> **Short task**
Filter the records and copy out every line that contains the word "glove".

> **Task input**
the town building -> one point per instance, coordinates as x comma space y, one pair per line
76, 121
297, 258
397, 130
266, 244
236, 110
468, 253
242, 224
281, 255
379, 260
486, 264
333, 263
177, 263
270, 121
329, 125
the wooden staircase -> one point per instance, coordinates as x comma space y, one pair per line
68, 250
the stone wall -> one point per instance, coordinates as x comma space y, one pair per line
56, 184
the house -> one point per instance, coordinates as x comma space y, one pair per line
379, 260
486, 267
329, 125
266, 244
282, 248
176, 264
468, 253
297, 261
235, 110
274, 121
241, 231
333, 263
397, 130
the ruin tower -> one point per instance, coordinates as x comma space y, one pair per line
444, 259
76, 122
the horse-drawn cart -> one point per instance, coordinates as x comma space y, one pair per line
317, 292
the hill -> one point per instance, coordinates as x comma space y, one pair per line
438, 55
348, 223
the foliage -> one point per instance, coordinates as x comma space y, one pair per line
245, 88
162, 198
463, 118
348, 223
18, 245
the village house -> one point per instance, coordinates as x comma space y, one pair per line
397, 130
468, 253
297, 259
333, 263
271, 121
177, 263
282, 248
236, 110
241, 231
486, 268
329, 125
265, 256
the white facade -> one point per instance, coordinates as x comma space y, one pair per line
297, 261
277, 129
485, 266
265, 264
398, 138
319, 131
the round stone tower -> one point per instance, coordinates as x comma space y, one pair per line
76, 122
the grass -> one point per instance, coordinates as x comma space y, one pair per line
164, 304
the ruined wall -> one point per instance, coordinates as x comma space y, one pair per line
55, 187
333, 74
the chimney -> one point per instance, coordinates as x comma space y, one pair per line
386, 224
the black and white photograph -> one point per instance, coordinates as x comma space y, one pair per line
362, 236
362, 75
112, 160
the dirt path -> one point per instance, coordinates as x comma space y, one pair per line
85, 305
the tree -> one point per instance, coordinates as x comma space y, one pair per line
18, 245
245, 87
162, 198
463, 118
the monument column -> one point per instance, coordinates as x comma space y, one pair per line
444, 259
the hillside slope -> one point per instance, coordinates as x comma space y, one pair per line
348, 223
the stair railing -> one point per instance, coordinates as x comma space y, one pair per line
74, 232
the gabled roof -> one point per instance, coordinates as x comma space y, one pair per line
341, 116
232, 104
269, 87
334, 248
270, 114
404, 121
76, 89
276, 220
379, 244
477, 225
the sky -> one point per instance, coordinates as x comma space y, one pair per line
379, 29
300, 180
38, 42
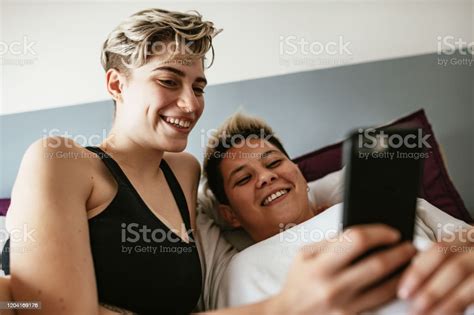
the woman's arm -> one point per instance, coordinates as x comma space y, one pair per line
323, 279
51, 260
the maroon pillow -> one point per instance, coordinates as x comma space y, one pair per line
437, 188
4, 204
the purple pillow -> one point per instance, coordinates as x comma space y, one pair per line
4, 204
437, 188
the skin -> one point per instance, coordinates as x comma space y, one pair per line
69, 191
439, 281
252, 173
54, 196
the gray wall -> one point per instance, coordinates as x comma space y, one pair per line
308, 110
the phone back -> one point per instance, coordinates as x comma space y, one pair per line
383, 171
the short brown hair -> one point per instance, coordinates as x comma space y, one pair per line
234, 130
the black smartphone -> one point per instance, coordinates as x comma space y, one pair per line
382, 178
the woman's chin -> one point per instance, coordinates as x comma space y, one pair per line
177, 146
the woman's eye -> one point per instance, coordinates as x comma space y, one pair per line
243, 181
198, 91
274, 164
168, 83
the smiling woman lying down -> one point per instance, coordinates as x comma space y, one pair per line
259, 189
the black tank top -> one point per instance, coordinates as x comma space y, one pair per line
140, 264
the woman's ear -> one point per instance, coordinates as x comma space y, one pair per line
229, 216
114, 83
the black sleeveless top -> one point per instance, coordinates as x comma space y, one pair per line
140, 264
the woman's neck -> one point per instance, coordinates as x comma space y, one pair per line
135, 157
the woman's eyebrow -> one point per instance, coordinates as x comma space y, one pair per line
178, 73
235, 171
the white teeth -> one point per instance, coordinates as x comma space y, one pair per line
274, 196
178, 122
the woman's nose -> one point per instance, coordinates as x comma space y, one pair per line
188, 101
266, 177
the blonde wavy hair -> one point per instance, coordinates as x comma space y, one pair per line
131, 43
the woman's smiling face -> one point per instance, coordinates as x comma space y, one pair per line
161, 101
265, 189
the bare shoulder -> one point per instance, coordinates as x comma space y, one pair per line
57, 151
185, 164
55, 167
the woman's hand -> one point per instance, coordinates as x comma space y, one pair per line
441, 279
323, 280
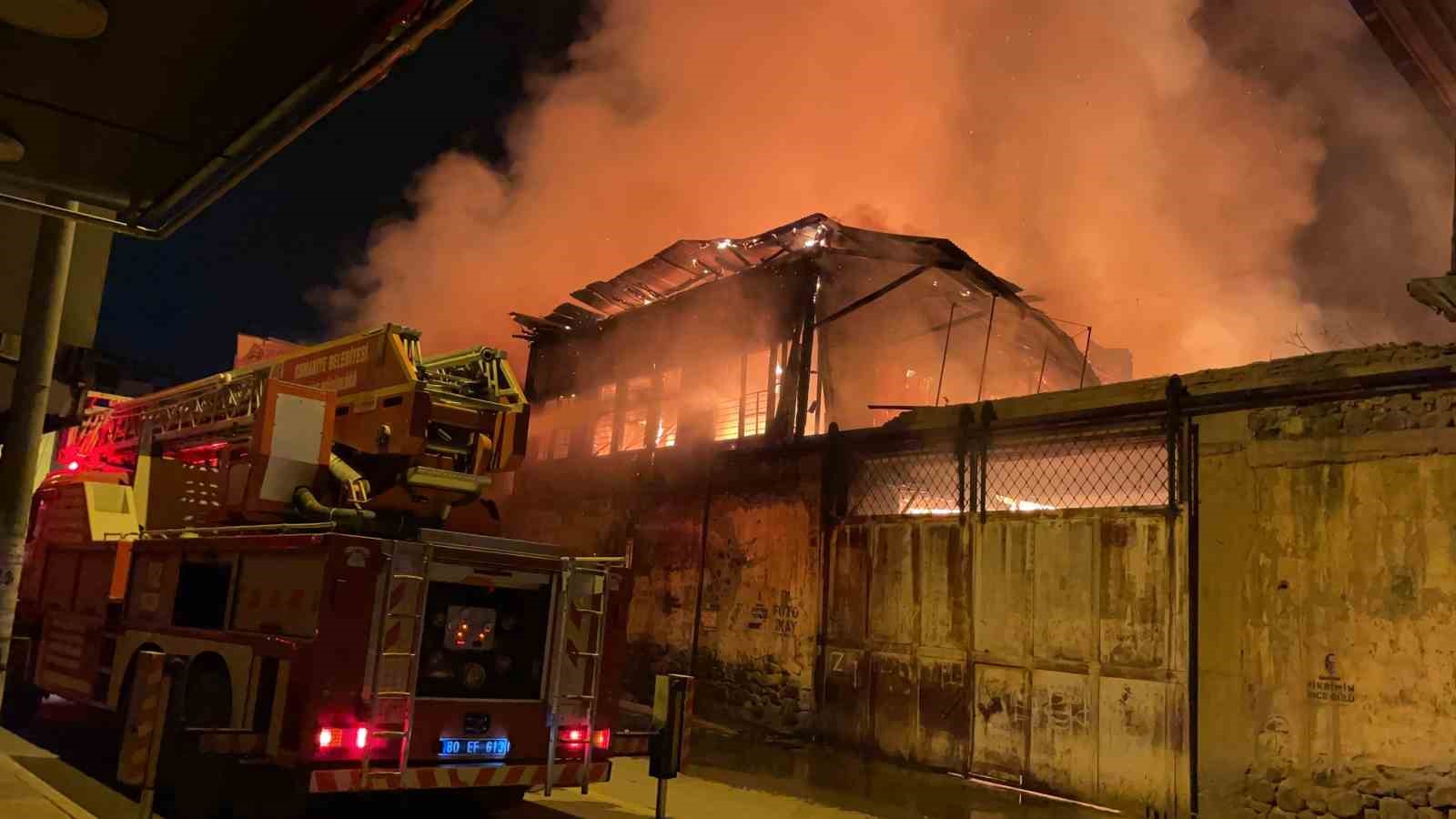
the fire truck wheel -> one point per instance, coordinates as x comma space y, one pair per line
208, 700
492, 800
197, 787
21, 704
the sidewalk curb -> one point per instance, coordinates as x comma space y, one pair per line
41, 787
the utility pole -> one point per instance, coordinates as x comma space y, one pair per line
28, 402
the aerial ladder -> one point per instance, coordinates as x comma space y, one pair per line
363, 429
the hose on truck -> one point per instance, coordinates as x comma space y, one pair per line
309, 506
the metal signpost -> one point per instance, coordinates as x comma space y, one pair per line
672, 707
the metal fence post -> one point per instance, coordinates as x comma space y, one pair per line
963, 446
1174, 420
987, 416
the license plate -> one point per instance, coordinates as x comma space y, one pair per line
490, 748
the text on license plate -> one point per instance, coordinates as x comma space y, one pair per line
494, 746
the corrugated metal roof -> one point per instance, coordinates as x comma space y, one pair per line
691, 263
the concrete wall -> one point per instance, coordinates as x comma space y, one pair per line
1327, 644
89, 258
762, 583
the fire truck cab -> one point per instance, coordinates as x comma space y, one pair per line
306, 542
451, 666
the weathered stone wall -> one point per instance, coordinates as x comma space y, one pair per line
1327, 647
761, 584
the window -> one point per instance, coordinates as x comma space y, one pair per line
485, 642
201, 599
725, 419
602, 429
667, 409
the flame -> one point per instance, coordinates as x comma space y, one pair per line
1023, 504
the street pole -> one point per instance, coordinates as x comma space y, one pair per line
28, 402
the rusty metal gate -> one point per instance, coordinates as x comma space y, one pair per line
1037, 639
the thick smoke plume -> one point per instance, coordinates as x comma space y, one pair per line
1206, 186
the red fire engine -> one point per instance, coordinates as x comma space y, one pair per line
308, 535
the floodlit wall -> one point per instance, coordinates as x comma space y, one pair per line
761, 581
1327, 651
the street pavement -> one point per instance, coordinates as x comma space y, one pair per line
63, 768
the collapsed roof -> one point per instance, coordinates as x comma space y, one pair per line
1420, 40
692, 263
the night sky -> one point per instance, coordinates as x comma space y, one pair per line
245, 264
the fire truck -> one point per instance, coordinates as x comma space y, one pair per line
308, 541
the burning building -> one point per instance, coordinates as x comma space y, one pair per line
781, 336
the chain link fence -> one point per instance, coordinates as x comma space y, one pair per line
1101, 470
907, 482
1082, 470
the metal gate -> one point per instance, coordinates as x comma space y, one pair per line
1079, 681
1004, 614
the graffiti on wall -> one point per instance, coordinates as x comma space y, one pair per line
786, 615
1330, 687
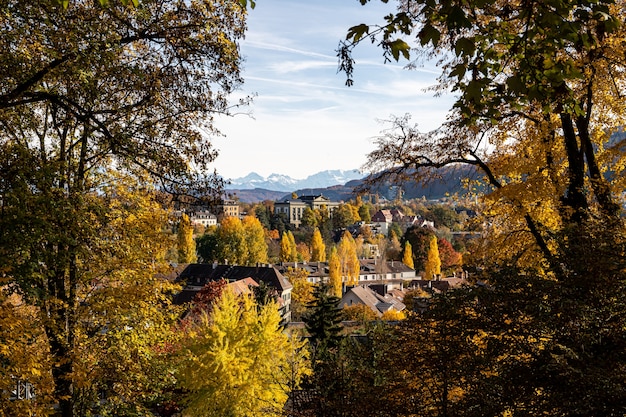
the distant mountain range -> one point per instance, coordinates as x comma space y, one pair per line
340, 185
279, 182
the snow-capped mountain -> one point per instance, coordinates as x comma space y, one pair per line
278, 182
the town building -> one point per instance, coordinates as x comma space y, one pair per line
228, 208
204, 218
294, 208
195, 276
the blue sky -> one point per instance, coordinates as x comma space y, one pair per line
304, 119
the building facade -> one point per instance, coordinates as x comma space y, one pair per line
294, 208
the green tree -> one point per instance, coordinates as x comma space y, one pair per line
407, 257
230, 360
107, 93
334, 273
550, 121
433, 262
288, 249
186, 245
318, 248
358, 312
323, 321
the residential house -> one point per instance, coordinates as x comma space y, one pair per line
371, 271
228, 208
379, 304
205, 218
195, 276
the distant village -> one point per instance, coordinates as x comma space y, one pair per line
381, 285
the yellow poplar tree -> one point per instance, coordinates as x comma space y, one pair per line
334, 273
288, 249
186, 243
318, 248
230, 360
433, 262
256, 246
302, 292
231, 241
407, 258
348, 258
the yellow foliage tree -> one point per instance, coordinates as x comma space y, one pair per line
302, 292
231, 361
433, 262
334, 273
393, 315
350, 266
186, 244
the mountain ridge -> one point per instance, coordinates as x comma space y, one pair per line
285, 183
444, 182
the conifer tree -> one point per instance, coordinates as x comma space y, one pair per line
186, 244
407, 258
318, 248
323, 322
334, 273
433, 262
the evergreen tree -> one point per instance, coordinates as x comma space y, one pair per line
407, 258
323, 321
334, 273
318, 248
288, 249
433, 262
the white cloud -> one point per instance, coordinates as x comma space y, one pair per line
304, 118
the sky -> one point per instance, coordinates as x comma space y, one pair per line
303, 118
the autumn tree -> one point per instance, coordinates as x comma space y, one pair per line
432, 268
235, 241
218, 382
536, 112
348, 259
302, 292
335, 280
288, 248
419, 238
186, 244
131, 90
318, 248
407, 257
358, 312
543, 131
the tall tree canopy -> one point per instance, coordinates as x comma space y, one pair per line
88, 93
233, 360
539, 106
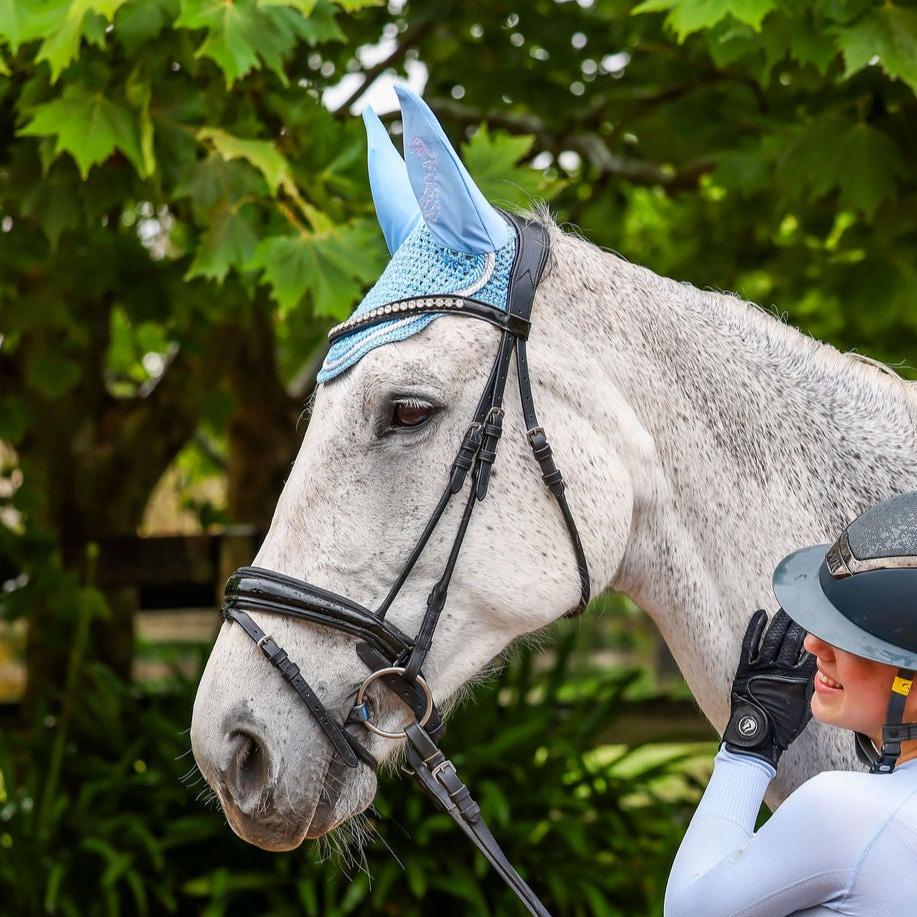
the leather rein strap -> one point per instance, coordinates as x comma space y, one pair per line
382, 646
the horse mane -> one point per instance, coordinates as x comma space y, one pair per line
879, 380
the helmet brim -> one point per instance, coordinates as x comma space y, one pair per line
798, 590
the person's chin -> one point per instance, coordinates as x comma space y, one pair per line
827, 711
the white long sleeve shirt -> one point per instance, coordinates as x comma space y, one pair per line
843, 843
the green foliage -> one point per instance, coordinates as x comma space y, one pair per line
101, 818
173, 191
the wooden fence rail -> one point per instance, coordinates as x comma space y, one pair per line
179, 583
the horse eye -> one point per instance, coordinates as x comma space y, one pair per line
406, 414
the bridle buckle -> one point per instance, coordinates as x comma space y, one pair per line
262, 641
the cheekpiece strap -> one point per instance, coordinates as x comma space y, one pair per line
894, 732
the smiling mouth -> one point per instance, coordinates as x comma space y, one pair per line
829, 682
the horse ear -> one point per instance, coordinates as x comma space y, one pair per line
396, 208
452, 206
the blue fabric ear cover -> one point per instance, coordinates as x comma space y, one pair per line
396, 208
454, 242
456, 212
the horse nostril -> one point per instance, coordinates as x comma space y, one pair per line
249, 765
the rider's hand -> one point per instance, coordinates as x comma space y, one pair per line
772, 689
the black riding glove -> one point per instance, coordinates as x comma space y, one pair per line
772, 689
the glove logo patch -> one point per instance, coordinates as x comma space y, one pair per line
748, 726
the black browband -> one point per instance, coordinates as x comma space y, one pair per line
390, 655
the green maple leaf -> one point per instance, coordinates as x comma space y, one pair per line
52, 204
240, 36
857, 159
51, 374
262, 154
215, 180
890, 33
88, 126
332, 266
869, 164
305, 7
493, 161
22, 21
687, 16
228, 242
72, 22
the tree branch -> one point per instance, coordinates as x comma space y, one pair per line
411, 37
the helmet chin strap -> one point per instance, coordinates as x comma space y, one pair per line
894, 732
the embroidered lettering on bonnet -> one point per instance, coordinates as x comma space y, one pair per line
444, 236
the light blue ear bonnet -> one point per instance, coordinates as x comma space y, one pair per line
443, 234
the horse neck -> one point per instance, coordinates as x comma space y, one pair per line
762, 440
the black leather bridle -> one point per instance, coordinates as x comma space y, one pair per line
390, 655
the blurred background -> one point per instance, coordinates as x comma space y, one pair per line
184, 212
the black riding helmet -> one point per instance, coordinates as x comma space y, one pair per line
860, 594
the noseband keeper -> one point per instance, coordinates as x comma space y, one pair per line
394, 659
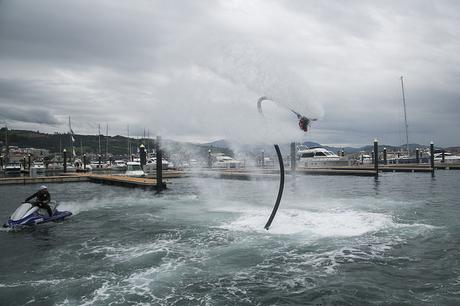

> **Output for this exercise**
the black riding glove -> one point per instance, coordinates as x comma space y, one pair per line
the glove logo patch -> one point per instance, coordinates as x comma space y, one pair per line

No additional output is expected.